## [RECORDS TO PROCESS]
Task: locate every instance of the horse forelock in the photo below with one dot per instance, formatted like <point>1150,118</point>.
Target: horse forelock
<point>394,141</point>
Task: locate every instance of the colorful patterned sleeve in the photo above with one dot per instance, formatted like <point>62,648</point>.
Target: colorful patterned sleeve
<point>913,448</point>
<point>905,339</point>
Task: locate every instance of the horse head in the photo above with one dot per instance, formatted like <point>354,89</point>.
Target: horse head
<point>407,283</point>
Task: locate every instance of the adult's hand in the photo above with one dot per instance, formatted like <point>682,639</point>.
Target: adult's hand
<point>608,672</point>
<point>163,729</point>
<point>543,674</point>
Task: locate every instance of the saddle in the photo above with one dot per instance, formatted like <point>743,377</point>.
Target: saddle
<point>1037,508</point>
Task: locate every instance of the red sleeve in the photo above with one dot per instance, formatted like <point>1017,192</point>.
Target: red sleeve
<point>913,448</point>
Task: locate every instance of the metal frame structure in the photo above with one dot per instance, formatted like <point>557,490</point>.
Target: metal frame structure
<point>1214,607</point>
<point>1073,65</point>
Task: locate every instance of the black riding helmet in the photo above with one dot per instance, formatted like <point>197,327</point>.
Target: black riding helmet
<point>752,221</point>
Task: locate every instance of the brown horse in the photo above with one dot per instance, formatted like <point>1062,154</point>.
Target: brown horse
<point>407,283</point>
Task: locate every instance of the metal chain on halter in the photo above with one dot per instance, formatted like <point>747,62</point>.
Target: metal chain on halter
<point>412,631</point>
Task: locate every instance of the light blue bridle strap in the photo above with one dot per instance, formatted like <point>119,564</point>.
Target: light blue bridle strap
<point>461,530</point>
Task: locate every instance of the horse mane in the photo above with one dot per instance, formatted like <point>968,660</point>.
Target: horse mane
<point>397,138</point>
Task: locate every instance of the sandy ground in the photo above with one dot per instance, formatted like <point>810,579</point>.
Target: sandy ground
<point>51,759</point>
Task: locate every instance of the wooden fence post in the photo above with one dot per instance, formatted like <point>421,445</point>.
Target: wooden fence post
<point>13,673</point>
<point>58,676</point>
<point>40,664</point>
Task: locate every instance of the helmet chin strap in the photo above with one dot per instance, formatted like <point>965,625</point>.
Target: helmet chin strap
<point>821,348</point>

## [EXERCISE BRIEF]
All of the entries must be given again, word for word.

## [SOLUTION TO THE EXERCISE]
Task: locate every instance of the horse forelock in the photo below with one dot per instance, formatted like <point>1150,118</point>.
Target: horse forelock
<point>394,141</point>
Task: locate every instance of the colorful patterned sleeve in the photo above with one dot per instance, formatted like <point>62,648</point>.
Target: colorful patterned sleeve
<point>913,448</point>
<point>905,339</point>
Task: locate every instance of the horse head in the photo above with one dot per instance, formatted like <point>354,89</point>.
Target: horse head
<point>407,283</point>
Task: locate every instance of the adult's hand in the photo above with one dot per instance, formatted like <point>682,639</point>.
Target: adult's hand
<point>608,672</point>
<point>163,729</point>
<point>543,674</point>
Task: locate every instance of the saddle in the photo above with one dot per instance, formatted like <point>743,377</point>.
Target: saddle
<point>1037,508</point>
Task: locate every instance of the red sleeve in the photo above with one dot per instance, formatted like <point>1017,192</point>.
Target: red sleeve
<point>913,448</point>
Task: locate every instance of the metal frame structure in the photo above with one dot per instance, formatted like <point>557,490</point>.
Target: metal frame structure
<point>1214,607</point>
<point>1073,65</point>
Task: locate every instance of the black riding helmet in the photo above with one dot per instance, formatted like <point>197,327</point>.
Target: black riding helmet
<point>752,221</point>
Task: locate every instance of the brown horse in the photo above with one dot per instance, formatted like <point>1062,154</point>.
Target: brown horse
<point>407,283</point>
Task: locate every instance of the metal chain on halter in the photo above with one dot per instance, formatted like <point>747,62</point>.
Target: metal chain on halter
<point>412,631</point>
Task: locate every instance of the light blue bridle strap in the photo above with one dot per instance, formatted like <point>119,564</point>.
Target: light blue bridle strap
<point>461,530</point>
Task: locate every instance of the horse mane in the photo above with one dot per instance, formatted like <point>968,660</point>.
Target: horse mane
<point>397,138</point>
Task: locate every instance of the sandy ground in the photo above with one dot per instance, formatted like <point>810,579</point>.
Target: sandy ground
<point>51,759</point>
Task: locate every instance of the wooden fence post in the photo above with one dot per instance, formatted like <point>421,445</point>.
Target: wooden fence post
<point>13,673</point>
<point>58,676</point>
<point>40,664</point>
Task: locate every instance of the helmet chin strap in the photo above with one dot per instance, formatted like <point>965,625</point>.
Target: helmet chin strap
<point>821,348</point>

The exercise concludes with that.